Rewrite everything from the line containing "Could you point out the forest" down to the end of the listing, replacing "pixel coordinates" with "pixel positions" and keeping every other character the same.

--- BEGIN ---

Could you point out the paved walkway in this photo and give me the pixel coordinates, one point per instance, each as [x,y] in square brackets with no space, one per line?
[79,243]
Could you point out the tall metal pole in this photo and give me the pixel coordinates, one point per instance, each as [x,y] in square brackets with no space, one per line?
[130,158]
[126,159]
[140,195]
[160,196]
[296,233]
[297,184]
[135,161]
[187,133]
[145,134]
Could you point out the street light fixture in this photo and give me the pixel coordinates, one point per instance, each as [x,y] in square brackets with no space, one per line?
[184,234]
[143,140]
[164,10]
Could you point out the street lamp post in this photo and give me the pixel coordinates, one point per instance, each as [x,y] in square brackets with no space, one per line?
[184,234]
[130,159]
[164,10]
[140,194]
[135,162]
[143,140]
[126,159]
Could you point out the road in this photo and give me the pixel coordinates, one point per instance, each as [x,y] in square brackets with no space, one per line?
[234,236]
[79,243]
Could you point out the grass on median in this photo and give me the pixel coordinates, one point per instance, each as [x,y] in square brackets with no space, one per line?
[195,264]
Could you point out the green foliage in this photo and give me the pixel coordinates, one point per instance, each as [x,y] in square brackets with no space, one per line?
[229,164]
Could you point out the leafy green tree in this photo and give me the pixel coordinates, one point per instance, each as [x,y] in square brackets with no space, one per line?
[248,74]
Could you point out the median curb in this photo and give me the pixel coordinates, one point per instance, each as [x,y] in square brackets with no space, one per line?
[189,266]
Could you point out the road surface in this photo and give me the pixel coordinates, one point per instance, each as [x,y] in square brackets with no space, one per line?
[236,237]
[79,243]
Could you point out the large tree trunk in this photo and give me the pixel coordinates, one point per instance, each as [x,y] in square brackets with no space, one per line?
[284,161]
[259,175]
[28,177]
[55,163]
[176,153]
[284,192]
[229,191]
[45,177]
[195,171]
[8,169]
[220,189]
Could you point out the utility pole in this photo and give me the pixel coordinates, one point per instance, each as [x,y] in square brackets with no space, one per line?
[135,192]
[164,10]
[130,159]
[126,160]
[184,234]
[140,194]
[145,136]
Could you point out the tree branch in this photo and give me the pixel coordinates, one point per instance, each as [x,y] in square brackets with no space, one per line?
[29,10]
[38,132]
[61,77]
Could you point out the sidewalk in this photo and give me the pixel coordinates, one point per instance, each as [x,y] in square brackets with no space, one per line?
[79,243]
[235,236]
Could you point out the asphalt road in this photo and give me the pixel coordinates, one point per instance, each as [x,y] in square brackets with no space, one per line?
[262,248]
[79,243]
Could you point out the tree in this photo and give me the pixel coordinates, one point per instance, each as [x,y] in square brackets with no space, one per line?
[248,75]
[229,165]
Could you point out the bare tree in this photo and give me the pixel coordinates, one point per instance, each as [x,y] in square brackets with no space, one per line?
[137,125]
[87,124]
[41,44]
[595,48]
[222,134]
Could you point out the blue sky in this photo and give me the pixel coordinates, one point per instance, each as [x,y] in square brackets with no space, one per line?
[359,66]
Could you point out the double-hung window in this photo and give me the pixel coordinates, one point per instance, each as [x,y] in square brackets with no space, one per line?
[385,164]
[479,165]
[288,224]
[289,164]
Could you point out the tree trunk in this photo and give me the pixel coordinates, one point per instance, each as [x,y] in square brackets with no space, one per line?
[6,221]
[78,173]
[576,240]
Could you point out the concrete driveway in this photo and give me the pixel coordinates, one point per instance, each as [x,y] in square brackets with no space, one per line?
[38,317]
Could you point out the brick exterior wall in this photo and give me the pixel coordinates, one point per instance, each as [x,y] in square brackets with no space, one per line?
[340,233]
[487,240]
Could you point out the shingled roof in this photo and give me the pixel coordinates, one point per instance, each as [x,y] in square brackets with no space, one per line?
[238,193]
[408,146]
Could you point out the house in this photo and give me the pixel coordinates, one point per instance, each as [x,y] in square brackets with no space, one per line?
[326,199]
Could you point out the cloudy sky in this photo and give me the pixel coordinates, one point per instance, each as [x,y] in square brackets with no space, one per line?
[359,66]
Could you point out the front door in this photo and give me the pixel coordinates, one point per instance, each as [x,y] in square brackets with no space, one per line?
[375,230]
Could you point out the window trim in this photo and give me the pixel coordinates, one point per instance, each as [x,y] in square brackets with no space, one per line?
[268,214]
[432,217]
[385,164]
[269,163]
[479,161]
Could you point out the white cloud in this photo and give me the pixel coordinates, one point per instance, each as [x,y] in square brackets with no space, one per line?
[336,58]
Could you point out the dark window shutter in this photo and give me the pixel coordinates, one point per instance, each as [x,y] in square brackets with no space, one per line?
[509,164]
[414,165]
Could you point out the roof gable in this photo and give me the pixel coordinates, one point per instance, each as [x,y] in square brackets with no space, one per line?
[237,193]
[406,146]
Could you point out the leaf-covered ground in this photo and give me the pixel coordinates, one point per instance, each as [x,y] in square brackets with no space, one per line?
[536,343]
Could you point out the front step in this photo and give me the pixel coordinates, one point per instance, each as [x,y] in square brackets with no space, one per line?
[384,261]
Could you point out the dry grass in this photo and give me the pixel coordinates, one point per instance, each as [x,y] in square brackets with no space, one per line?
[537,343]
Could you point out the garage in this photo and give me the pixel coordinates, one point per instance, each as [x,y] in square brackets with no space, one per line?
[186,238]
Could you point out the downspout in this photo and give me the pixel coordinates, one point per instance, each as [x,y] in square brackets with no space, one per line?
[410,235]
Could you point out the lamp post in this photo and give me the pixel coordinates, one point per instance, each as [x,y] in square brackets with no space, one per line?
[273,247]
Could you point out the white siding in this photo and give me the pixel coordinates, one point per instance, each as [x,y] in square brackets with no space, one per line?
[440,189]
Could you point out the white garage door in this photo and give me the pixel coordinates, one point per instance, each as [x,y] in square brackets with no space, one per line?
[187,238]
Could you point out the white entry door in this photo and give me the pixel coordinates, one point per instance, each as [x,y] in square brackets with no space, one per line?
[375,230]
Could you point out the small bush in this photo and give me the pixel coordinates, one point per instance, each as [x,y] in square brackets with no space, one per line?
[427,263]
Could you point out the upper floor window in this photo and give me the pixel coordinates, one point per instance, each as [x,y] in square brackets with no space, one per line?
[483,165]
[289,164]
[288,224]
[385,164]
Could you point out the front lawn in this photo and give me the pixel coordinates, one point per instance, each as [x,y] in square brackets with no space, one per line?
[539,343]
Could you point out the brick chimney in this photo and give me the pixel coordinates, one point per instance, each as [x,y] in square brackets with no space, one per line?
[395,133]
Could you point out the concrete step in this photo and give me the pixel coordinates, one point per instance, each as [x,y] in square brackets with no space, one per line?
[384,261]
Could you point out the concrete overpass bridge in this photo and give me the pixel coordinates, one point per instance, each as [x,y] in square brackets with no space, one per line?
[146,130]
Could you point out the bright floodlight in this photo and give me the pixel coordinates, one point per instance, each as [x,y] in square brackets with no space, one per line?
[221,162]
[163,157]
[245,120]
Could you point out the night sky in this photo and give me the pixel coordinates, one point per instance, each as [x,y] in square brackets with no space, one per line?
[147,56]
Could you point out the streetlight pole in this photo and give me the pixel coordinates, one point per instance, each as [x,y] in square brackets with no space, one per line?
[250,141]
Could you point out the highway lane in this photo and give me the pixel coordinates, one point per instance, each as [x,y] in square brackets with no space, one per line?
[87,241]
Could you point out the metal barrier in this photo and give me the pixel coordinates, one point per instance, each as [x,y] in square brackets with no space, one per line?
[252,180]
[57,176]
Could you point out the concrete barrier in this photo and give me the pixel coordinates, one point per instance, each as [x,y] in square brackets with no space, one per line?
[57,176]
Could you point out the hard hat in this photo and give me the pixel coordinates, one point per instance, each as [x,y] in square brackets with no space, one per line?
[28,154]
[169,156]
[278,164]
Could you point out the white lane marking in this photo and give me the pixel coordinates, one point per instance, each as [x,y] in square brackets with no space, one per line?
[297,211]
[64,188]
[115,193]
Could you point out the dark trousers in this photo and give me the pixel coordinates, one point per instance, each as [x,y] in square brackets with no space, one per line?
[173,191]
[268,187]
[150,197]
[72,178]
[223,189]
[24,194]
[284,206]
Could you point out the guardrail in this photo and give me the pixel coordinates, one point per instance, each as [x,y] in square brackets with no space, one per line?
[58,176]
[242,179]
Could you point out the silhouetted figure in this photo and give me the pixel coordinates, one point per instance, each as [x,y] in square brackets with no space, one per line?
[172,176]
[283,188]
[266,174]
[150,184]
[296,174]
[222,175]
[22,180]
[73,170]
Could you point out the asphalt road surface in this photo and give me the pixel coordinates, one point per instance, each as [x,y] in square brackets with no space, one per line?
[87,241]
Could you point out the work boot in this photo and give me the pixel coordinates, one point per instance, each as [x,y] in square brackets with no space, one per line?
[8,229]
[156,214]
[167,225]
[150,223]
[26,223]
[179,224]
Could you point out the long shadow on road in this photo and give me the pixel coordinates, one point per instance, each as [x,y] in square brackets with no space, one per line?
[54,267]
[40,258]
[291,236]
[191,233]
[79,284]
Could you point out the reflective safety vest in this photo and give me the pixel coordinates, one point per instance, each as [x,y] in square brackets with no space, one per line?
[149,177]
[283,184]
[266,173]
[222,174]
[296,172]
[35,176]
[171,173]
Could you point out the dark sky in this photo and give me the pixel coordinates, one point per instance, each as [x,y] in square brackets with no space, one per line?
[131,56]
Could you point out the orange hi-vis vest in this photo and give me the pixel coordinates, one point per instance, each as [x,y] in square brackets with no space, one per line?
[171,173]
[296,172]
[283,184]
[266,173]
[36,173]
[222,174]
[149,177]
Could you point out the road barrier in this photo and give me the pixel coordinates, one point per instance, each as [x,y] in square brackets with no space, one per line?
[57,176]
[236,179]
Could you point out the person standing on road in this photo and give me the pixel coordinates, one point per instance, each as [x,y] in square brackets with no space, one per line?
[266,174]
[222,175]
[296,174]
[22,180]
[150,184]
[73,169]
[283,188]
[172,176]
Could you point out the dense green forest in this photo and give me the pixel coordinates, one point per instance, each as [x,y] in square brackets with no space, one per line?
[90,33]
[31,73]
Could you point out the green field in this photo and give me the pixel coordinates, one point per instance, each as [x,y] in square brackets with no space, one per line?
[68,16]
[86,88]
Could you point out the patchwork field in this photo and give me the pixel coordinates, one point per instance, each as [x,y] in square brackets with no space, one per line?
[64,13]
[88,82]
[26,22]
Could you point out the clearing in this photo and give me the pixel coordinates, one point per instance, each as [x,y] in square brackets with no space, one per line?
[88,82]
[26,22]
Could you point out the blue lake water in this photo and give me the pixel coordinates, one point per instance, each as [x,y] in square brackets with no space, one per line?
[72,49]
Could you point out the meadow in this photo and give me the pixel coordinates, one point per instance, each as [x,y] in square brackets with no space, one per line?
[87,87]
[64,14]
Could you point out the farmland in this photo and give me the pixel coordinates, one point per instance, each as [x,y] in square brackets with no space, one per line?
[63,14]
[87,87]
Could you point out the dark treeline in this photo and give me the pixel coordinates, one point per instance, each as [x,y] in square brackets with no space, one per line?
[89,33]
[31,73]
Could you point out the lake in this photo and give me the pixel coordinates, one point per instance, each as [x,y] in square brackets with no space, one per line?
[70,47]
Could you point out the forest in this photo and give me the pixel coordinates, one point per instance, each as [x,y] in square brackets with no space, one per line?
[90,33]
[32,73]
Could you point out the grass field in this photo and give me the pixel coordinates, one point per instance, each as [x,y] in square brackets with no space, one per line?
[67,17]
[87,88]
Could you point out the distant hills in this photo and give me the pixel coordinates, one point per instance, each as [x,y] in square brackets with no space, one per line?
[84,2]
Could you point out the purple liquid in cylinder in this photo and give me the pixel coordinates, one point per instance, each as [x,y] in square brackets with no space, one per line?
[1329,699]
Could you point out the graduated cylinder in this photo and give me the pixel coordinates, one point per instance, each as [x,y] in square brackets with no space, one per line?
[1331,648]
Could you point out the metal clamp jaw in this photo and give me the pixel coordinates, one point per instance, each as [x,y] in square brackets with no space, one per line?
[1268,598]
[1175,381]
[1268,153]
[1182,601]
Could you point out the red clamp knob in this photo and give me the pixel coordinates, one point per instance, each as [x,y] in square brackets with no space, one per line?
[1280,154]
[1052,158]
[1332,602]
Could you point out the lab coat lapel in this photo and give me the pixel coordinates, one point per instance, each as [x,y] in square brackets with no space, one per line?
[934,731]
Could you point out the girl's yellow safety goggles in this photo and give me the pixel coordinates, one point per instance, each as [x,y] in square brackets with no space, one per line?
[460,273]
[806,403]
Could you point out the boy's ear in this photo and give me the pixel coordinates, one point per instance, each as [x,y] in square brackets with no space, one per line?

--- END ---

> **Response to the task**
Could you point out the forest in this photo and give me the pixel positions, one point per instance, each as [x,y] in square brackets with no space, one per line?
[90,33]
[32,73]
Could you point out the grass field in this photo and give me the pixel positions, one point per instance, each as [x,y] in square brackets with no space, one per line?
[67,17]
[87,88]
Could you point out the distant hills in this photo and give me the pixel positions, one point per instance, each as [x,y] in square brackets with no space, one per line?
[84,2]
Could you point out the purple liquid in cylinder in this photo and give me the pixel positions, one point per instance, each as [x,y] in square brackets with no space, one per line?
[1329,699]
Could you point out the graduated cylinder in this photo and give me the pixel positions, one point per instance, each as [x,y] in square brackets with no space, one per line?
[1331,648]
Could you point out the metal clamp jaw in this photo and give me the pixel positions, one point per instance, each as [x,y] in square brackets with no space, one per line?
[1268,598]
[1175,381]
[1268,153]
[1182,601]
Could you point out the red clamp knob in this photo and give me the pixel positions, one point per instance, each as [x,y] in square brackets with no space, one per line?
[1280,154]
[1052,158]
[1332,602]
Could you point out the lab coat lapel in this photo and give me the pixel positions, one point per instance, each as [x,y] in square brackets with no space, one per line?
[934,731]
Could you point out the girl's yellow safety goggles in this photo and give me the pixel positions, one point per instance, each as [x,y] in square brackets with no space, one per line?
[460,273]
[806,403]
Could you point out the boy's ear in this photo and give me the pixel positions, one point per instance, each as [x,y] in square brackets with no space, one per line?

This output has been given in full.